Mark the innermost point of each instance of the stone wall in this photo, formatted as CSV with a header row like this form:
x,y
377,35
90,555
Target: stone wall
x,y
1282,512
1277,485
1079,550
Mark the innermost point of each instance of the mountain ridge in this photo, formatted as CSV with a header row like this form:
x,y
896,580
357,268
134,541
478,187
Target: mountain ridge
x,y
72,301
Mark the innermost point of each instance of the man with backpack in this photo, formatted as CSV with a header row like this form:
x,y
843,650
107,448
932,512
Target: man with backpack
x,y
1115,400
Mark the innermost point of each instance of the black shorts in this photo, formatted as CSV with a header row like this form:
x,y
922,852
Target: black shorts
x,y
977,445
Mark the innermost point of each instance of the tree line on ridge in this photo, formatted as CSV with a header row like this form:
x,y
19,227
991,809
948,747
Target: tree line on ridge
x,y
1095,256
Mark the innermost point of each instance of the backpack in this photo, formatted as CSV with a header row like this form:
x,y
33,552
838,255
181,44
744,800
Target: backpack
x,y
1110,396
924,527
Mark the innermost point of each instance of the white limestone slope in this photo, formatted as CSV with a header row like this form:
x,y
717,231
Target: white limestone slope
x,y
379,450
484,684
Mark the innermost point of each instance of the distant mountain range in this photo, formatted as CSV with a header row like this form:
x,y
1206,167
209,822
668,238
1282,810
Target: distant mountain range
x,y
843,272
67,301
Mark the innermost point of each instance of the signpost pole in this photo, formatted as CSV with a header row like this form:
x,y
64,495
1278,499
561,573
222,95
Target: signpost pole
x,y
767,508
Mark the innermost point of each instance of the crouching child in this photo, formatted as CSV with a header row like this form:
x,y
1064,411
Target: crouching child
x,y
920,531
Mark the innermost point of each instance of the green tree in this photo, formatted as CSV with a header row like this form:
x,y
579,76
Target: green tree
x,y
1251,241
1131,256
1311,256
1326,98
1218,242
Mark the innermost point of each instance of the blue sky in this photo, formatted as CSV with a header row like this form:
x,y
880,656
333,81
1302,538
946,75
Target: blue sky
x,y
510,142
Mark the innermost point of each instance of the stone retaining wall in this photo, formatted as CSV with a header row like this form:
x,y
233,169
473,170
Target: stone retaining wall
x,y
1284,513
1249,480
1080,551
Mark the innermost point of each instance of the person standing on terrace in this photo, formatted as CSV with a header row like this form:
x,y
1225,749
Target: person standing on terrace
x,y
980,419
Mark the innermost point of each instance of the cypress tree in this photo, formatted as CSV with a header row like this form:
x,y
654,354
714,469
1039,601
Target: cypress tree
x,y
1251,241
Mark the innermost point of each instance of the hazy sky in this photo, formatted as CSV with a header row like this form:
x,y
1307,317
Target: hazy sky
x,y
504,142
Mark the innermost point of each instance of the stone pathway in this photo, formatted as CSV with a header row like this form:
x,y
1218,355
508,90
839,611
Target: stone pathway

--

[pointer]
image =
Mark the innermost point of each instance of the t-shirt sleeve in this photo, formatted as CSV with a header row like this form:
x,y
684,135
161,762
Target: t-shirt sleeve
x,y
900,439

* * *

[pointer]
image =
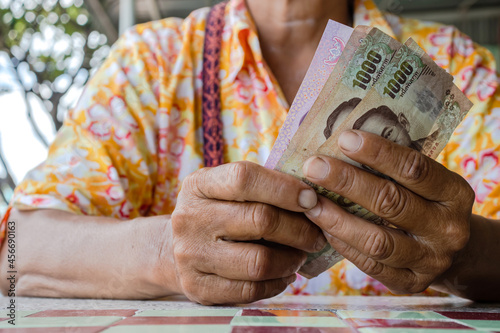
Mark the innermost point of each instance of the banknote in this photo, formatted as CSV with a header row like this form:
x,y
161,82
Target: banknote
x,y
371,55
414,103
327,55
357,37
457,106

> AUFGABENSTELLUNG
Kannst du die Zeilen von der Zeile mit „Mark the innermost point of each instance of the blue“ bis einschließlich der Zeile mit „Target: stone pathway“ als JSON-Liste von Zeichenketten anordnen, mit einem Eintrag pro Zeile und ohne Leerzeilen?

> DIE ANTWORT
[
  "Mark the innermost point of each instance of the blue sky in this photo, formatted as CSV with a header row like this form:",
  "x,y",
  "880,656",
  "333,81",
  "1302,538",
  "946,75",
  "Target: blue sky",
  "x,y",
  "510,142",
  "Mark the innermost point of each instance of the stone retaining wall in this photo, formatted as CSV with a header row like this form:",
  "x,y",
  "233,169",
  "473,170",
  "Target: stone retaining wall",
  "x,y",
  "1284,513",
  "1249,480",
  "1080,551",
  "Mark the innermost point of each instance of the person standing on terrace in this photo, formatted as CSV with a header row like this form:",
  "x,y",
  "1225,749",
  "Target: person standing on terrace",
  "x,y",
  "980,419",
  "Mark the innermost point of each instance of the cypress tree in this photo, formatted as CSV with a header row like this form:",
  "x,y",
  "654,354",
  "714,469",
  "1039,601",
  "Target: cypress tree",
  "x,y",
  "1251,241",
  "Mark the innermost point of each instance of the hazy sky in this photo, formatted as CSV with a header row like this form:",
  "x,y",
  "1307,317",
  "Target: hazy sky",
  "x,y",
  "504,142",
  "Mark the innermost point of each instance of the stone pathway in this photo, formatted as CSV with a header row like this form:",
  "x,y",
  "1218,355",
  "508,90",
  "839,611",
  "Target: stone pathway"
]